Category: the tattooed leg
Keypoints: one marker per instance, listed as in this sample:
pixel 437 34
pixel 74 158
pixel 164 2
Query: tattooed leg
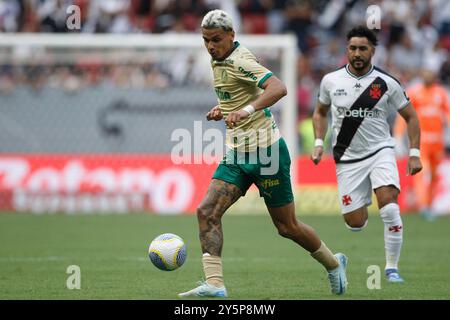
pixel 220 196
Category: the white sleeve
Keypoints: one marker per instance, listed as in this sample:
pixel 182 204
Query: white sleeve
pixel 324 92
pixel 398 98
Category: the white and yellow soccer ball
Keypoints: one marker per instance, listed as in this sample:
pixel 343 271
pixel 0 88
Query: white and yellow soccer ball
pixel 167 252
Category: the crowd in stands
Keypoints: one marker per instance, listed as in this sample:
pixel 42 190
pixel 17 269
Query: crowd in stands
pixel 413 35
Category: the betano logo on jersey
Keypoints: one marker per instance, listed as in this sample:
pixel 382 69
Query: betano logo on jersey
pixel 358 113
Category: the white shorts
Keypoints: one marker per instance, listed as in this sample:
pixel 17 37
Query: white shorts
pixel 357 180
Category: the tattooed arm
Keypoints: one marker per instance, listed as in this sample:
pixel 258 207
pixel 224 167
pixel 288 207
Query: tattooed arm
pixel 220 196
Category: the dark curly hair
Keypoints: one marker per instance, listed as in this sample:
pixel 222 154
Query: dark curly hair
pixel 363 32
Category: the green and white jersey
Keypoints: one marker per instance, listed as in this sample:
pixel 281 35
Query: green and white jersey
pixel 237 82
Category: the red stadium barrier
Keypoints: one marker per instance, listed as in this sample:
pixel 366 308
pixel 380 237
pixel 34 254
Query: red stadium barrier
pixel 135 183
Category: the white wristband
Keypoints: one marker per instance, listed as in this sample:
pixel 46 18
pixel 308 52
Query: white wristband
pixel 250 109
pixel 414 152
pixel 318 143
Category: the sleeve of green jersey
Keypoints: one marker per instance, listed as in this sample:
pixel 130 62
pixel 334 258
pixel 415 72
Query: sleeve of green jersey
pixel 251 71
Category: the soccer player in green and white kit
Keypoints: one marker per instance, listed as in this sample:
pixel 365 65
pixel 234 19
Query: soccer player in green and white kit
pixel 246 90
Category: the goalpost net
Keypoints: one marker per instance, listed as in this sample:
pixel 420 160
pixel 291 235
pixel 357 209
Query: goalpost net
pixel 86 120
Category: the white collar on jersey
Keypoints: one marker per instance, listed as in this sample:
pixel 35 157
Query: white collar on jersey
pixel 356 77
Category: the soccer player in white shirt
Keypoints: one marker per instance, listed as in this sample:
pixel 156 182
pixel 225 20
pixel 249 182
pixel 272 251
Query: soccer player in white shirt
pixel 361 97
pixel 245 91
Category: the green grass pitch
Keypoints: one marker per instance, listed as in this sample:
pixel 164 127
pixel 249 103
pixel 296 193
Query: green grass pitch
pixel 111 251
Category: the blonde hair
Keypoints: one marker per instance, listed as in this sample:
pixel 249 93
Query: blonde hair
pixel 217 19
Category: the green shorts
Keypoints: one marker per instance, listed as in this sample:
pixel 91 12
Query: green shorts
pixel 268 168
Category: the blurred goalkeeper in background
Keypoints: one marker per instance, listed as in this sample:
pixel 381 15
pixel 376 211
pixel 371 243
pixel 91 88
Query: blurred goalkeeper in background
pixel 245 91
pixel 431 102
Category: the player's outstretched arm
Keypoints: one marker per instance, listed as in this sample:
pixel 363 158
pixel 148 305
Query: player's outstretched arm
pixel 413 128
pixel 320 125
pixel 274 90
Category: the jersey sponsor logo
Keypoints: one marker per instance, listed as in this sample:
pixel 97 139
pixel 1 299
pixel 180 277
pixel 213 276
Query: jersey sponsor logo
pixel 223 95
pixel 358 113
pixel 248 74
pixel 224 76
pixel 267 183
pixel 395 228
pixel 346 200
pixel 350 125
pixel 375 91
pixel 339 92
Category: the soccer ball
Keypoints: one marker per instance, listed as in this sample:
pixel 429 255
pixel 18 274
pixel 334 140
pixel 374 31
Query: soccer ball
pixel 167 252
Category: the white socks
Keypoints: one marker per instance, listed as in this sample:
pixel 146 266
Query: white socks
####################
--- Stated task ---
Reproduce all of the records above, replacing every occurrence of "marker" with "point" and leaving everything else unchanged. Omit the pictures from your reproduction.

--- Result of this exercise ---
Category: the tattooed leg
Keypoints: one point per instance, listed as in this sample:
pixel 437 34
pixel 74 158
pixel 164 2
Query: tattooed leg
pixel 220 196
Category: the white sleeve
Keypoints: one point per instance, listed as in this sample:
pixel 182 204
Query: white sleeve
pixel 324 92
pixel 398 98
Category: the white and yellow soccer ball
Keypoints: one point per instance, listed as in this sample:
pixel 343 271
pixel 0 88
Query: white and yellow soccer ball
pixel 167 252
Category: the crowd in stands
Keypoints: one point per instance, listed as in this sample:
pixel 42 190
pixel 17 269
Query: crowd in stands
pixel 413 35
Category: the betano logo on jersey
Keypoints: one point per instance, listed as in this sample:
pixel 382 69
Query: betano logo on jersey
pixel 358 113
Category: the white shorts
Keypoints: one point per instance, listed as in this sample:
pixel 17 37
Query: white shorts
pixel 357 180
Category: the tattooed arm
Keypoints: one point per instance, listed as in this sample:
pixel 258 207
pixel 224 167
pixel 288 207
Query: tattooed arm
pixel 220 196
Category: the dark curly hair
Keypoints: one point per instance, listed as in this sample:
pixel 222 154
Query: dark curly hair
pixel 363 32
Category: the green and white jersey
Keypoints: one point per instance, listed as in this sample:
pixel 281 35
Query: green and white jersey
pixel 237 82
Category: the red stadium barrier
Keypoints: one point per instance, listed as in this sample:
pixel 366 308
pixel 380 237
pixel 34 254
Query: red stadium barrier
pixel 135 183
Category: the white wristband
Keypoints: one point per instance, listed as in this sample:
pixel 46 18
pixel 308 52
Query: white wristband
pixel 250 109
pixel 414 152
pixel 318 143
Category: the sleeve of green jersey
Keypoints: one point per instance, listed as in this sample:
pixel 130 62
pixel 334 258
pixel 415 72
Query: sleeve of green jersey
pixel 251 71
Category: the soccer player in green and white kit
Keypoints: one point per instance, listed as in this sample:
pixel 365 65
pixel 234 19
Query: soccer player in green and white kit
pixel 246 90
Category: the goalpost net
Keypoints: one point per instance, listed as in this sample:
pixel 420 160
pixel 291 235
pixel 357 209
Query: goalpost net
pixel 86 120
Category: the white collar on jersey
Keypoints: one point per instance, listed as in this sample:
pixel 35 157
Query: white collar on jersey
pixel 356 77
Category: the soccer player in white shirt
Keypoints: one point per instance, listed as in this sample:
pixel 156 182
pixel 225 20
pixel 249 182
pixel 272 251
Query: soccer player in white shirt
pixel 361 97
pixel 245 91
Category: the green grass pitch
Keypoints: one point per instance, listed as in this sample:
pixel 164 127
pixel 249 103
pixel 296 193
Query: green grass pitch
pixel 111 251
Category: the blonde hair
Keypoints: one point per instance, listed as in this sample:
pixel 249 93
Query: blonde hair
pixel 217 19
Category: the green shorts
Keypoints: one point per instance, listed as in this sample:
pixel 91 12
Query: green shorts
pixel 268 168
Category: the blurred goalkeeper in background
Keypoints: one point per instance, listed as in this sample:
pixel 381 15
pixel 376 211
pixel 371 243
pixel 91 88
Query: blurred goalkeeper in background
pixel 245 91
pixel 431 102
Category: the player's outstretched arm
Keypoints: one point per instance, listed as in this sample:
pixel 363 158
pixel 148 305
Query: player's outstretched arm
pixel 413 128
pixel 320 125
pixel 274 90
Category: the jersey sponsor logo
Keypoints: one point per instance, listed as in this sample:
pixel 97 139
pixel 1 299
pixel 180 277
pixel 213 276
Query: jersey sponsor logo
pixel 223 95
pixel 358 113
pixel 248 74
pixel 224 76
pixel 267 183
pixel 395 228
pixel 346 200
pixel 350 125
pixel 375 91
pixel 339 92
Category: the soccer ball
Keypoints: one point per instance, listed as in this sample:
pixel 429 255
pixel 18 274
pixel 334 140
pixel 374 31
Query: soccer ball
pixel 167 252
Category: the white socks
Keypoints: one point per instance, listed as in this sample:
pixel 146 266
Query: white socks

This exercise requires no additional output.